* [Extract to read]
::::

On Aug 22, 2013, at 6:41 AM, Andrew Fish <af...@apple.com> wrote:

> 
> 
> On Aug 22, 2013, at 5:58 AM, "Cohen, Eugene" <eug...@hp.com> wrote:
> 
>> Thanks for the responses Siyuan and Andrew. 
>>  
>> I think I understand your explanation -- to get the payload aligned properly 
>> so higher layers can get the best performance and not necessarily align the 
>> start of the frame itself.  Do you have some data you can share on how much 
>> improvement aligning the payload has?  I would assume network performance in 
>> UEFI would be limited more by the latency of timer tick polling (since we 
>> don’t get real interrupts) rather than payload alignment.
>>  
>> DMA double-buffering is not happening.  The UEFI network driver we’re using 
>> (from one of the big networking guys) uses common buffer mappings instead.  
>> Because of the maturity of the network driver I don’t think it’s reasonable 
>> to ask the vendor to change their driver’s DMA scheme to use BusMasterRead 
>> and BusMasterWrite instead of common buffers (it could even be impossible 
>> because of HW limitations).

::::

* [Extracted information]

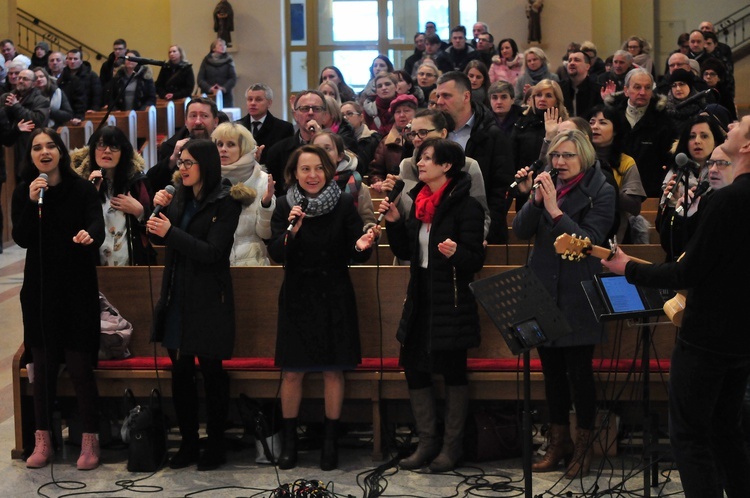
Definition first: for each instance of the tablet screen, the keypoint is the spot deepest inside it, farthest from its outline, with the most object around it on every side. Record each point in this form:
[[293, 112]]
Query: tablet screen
[[622, 296]]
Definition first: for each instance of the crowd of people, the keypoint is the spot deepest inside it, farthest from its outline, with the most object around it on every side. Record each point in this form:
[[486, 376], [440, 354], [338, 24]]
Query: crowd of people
[[586, 144]]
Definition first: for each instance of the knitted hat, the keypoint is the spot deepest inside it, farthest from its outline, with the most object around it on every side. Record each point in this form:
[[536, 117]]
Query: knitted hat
[[404, 99]]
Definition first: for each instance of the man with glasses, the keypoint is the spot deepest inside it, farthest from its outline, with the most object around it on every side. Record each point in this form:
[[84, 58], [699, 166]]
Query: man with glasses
[[309, 114], [201, 118], [266, 128]]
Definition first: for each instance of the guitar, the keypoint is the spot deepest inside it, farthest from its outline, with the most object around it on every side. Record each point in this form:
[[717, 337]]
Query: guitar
[[576, 248]]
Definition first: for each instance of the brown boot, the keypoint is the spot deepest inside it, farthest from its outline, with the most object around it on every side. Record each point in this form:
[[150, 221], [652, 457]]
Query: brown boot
[[560, 448], [581, 463]]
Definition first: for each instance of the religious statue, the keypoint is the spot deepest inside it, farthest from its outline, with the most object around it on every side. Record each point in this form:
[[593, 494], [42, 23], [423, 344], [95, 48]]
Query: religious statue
[[534, 14], [224, 21]]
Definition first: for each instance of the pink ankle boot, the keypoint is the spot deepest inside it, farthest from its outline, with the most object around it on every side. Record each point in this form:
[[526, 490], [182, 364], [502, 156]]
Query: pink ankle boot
[[89, 458], [42, 451]]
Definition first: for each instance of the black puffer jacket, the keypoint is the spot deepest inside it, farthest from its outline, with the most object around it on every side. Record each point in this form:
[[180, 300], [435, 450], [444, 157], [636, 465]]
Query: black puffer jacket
[[454, 318]]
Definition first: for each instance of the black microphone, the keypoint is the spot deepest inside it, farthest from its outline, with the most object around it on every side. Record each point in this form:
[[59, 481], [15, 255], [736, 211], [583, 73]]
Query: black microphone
[[552, 174], [533, 168], [41, 191], [302, 205], [143, 60], [699, 191], [159, 207], [681, 160], [392, 195], [695, 97]]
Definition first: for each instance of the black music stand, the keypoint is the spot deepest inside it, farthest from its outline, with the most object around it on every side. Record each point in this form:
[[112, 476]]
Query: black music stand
[[526, 316], [625, 306]]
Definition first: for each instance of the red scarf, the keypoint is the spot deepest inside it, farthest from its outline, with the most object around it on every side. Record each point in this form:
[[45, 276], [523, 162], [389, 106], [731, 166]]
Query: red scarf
[[427, 202]]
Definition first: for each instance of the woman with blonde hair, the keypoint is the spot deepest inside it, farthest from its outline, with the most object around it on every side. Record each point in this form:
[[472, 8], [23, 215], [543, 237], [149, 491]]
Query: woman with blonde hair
[[252, 187], [536, 69]]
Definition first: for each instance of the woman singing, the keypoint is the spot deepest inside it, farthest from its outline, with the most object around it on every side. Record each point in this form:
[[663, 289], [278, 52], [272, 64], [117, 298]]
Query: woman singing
[[195, 314], [318, 328], [443, 239], [58, 219], [580, 202]]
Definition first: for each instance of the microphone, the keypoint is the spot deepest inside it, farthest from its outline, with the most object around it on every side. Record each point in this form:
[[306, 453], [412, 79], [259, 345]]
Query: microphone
[[681, 160], [533, 168], [392, 195], [143, 60], [699, 191], [41, 191], [552, 174], [695, 97], [302, 205], [159, 207]]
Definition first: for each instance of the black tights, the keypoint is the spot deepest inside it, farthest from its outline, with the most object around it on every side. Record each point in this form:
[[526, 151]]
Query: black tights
[[565, 368], [81, 372]]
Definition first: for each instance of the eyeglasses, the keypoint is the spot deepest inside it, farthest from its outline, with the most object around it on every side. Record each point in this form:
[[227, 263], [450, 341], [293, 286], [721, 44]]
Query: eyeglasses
[[113, 148], [313, 108], [719, 163], [422, 133], [565, 155]]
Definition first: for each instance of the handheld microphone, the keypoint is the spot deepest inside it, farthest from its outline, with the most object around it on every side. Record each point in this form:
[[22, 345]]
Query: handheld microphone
[[143, 60], [392, 195], [159, 207], [695, 97], [41, 191], [552, 174], [681, 160], [699, 191], [533, 168], [302, 205]]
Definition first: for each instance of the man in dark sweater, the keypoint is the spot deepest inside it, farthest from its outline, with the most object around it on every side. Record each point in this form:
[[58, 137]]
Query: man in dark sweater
[[711, 359]]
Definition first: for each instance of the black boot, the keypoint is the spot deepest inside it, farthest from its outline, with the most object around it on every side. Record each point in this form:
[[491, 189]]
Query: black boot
[[329, 454], [288, 457], [423, 408]]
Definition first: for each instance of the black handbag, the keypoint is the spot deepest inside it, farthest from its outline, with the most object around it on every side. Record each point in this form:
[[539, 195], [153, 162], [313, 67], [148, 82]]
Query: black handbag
[[145, 431]]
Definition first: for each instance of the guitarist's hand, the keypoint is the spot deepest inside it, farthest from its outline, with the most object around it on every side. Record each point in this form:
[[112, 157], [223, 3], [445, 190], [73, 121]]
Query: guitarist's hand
[[617, 263]]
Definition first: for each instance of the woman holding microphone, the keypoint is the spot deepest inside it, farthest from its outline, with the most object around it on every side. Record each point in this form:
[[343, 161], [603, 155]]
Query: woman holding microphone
[[195, 314]]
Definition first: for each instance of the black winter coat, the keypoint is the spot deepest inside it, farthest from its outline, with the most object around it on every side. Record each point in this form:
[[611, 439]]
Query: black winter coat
[[318, 324], [454, 322], [201, 254]]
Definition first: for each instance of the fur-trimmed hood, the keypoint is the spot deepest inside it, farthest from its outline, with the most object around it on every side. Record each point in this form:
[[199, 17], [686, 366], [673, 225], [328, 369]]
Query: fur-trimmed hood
[[79, 160]]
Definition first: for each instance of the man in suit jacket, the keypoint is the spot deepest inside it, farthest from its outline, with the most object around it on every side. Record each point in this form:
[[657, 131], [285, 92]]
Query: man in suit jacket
[[269, 129]]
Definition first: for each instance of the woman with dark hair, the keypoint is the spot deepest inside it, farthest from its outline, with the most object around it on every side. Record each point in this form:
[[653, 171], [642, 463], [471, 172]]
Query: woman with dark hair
[[581, 202], [61, 233], [480, 82], [195, 313], [333, 74], [443, 238], [507, 66], [380, 64], [698, 139], [110, 163], [217, 72], [60, 111], [176, 79], [608, 133], [318, 330], [140, 91]]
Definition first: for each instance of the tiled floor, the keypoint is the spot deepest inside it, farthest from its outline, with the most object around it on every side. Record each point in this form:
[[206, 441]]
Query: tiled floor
[[242, 477]]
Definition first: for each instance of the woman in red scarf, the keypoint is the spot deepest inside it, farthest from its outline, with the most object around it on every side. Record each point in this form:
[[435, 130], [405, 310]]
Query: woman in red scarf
[[442, 238], [581, 202]]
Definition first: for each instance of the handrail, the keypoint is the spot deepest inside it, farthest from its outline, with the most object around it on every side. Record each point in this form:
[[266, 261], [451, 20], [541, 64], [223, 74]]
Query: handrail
[[32, 30]]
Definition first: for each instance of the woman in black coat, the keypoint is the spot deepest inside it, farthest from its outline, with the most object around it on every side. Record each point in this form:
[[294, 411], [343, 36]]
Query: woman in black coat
[[176, 79], [58, 219], [318, 328], [443, 238], [195, 314]]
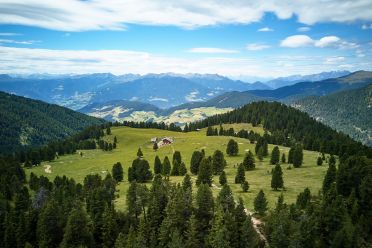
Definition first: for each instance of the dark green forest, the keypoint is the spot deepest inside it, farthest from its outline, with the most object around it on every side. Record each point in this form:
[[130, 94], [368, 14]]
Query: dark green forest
[[25, 122]]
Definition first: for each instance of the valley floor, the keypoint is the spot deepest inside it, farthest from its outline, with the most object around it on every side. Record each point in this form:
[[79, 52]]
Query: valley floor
[[130, 139]]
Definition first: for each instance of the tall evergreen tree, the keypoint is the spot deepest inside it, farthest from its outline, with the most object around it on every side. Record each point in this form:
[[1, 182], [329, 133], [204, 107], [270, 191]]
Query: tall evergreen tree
[[240, 174], [78, 231], [249, 161], [205, 173], [277, 178], [275, 155], [166, 167], [117, 172], [218, 162], [232, 148], [260, 203], [157, 165], [196, 158]]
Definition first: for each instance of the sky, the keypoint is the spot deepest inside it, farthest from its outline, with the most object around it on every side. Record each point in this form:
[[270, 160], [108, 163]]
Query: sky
[[240, 39]]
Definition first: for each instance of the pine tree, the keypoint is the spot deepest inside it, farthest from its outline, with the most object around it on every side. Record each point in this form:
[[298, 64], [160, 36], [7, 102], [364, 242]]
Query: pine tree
[[109, 228], [222, 178], [139, 153], [330, 177], [49, 226], [117, 172], [297, 156], [225, 199], [245, 186], [319, 161], [203, 212], [78, 231], [196, 158], [240, 175], [218, 162], [157, 165], [182, 169], [260, 203], [275, 155], [232, 148], [205, 173], [283, 158], [277, 178], [166, 167], [249, 161], [186, 183]]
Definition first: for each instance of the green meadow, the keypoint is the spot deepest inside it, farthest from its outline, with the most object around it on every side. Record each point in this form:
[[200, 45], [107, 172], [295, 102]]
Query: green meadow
[[130, 139]]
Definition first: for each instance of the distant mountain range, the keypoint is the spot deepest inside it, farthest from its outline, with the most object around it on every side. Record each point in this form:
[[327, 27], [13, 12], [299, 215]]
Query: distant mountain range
[[26, 122], [347, 111], [162, 90]]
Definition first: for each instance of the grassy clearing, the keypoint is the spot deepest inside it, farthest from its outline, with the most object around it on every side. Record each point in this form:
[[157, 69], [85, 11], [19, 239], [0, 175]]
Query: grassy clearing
[[129, 139]]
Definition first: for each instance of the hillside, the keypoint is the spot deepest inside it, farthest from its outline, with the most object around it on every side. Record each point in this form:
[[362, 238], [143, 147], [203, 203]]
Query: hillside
[[25, 122], [348, 111]]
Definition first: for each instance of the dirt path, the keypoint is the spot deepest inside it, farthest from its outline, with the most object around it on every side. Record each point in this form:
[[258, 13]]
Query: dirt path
[[48, 168]]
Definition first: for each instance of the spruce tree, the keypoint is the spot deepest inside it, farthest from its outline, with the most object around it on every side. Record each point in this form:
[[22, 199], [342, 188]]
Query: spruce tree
[[218, 162], [275, 155], [117, 172], [205, 173], [319, 161], [277, 178], [166, 167], [196, 158], [283, 158], [249, 161], [232, 148], [330, 177], [222, 179], [157, 165], [182, 169], [260, 203], [245, 186], [78, 230], [139, 153], [240, 175], [49, 225]]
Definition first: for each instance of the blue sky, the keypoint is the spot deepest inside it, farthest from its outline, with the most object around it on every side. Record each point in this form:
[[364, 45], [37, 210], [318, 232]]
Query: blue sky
[[239, 39]]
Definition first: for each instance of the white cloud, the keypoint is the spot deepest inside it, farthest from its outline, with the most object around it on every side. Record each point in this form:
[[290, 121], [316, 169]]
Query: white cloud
[[327, 41], [75, 15], [334, 60], [24, 42], [303, 29], [30, 60], [256, 47], [297, 41], [367, 26], [9, 34], [265, 29], [211, 50]]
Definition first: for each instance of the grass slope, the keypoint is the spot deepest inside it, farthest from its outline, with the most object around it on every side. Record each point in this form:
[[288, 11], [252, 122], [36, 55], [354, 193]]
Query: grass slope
[[97, 161]]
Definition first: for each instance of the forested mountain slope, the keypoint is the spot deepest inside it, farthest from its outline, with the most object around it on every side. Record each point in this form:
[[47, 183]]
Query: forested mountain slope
[[347, 111], [289, 125], [26, 122]]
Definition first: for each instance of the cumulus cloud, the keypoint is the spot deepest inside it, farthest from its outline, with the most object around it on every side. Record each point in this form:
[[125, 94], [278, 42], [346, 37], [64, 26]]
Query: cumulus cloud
[[211, 50], [256, 46], [75, 15], [303, 29], [31, 60], [265, 29], [297, 41]]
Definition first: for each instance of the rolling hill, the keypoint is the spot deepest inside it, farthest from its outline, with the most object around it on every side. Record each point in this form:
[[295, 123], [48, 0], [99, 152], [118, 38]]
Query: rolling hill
[[26, 122], [348, 111]]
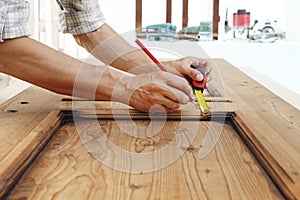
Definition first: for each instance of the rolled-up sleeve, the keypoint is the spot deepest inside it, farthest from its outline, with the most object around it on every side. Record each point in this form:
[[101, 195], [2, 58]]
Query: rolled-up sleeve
[[80, 16], [14, 17]]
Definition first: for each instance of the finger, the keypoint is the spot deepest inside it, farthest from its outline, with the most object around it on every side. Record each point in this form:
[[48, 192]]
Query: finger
[[191, 73], [202, 62], [179, 83]]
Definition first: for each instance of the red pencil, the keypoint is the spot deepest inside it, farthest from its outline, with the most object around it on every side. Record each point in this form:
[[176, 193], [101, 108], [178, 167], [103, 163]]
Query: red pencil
[[150, 55]]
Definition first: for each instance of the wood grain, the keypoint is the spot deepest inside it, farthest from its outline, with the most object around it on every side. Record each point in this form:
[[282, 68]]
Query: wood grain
[[271, 125], [228, 172], [26, 126], [266, 123]]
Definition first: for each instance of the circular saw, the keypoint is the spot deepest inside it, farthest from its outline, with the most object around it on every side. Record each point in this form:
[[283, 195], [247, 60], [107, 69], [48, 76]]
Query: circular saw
[[266, 31]]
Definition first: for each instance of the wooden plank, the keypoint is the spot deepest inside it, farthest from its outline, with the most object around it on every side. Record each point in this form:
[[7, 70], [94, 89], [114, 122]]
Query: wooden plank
[[26, 125], [228, 172], [270, 123]]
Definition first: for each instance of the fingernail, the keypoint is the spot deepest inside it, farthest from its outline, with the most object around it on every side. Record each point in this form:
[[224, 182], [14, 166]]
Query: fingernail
[[199, 77], [192, 97]]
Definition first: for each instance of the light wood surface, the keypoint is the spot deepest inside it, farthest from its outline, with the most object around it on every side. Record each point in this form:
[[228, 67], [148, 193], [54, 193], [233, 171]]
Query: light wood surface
[[228, 172], [266, 155]]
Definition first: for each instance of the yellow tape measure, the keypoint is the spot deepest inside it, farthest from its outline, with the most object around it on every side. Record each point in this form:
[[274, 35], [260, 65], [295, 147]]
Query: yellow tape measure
[[201, 101]]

::::

* [Required actions]
1. Answer these questions about the email above, one answer per line:
(a) At what time and on what date did Andrew Fish write his message?
(b) Whom does Eugene Cohen thank for their responses?
(c) What does the UEFI network driver use instead of DMA double-buffering?
2. Select every line of the entries above that contains the word "rolling". Case counts.

* [Results by task]
1.
(a) 6:41 AM on Aug 22, 2013
(b) Siyuan and Andrew
(c) Common buffer mappings

2.
Definition first: for each instance of the rolling hill, the keypoint is the spot deepest inside it, farthest from its outline, with the most object around it on every side. Record each point in this form:
Query: rolling hill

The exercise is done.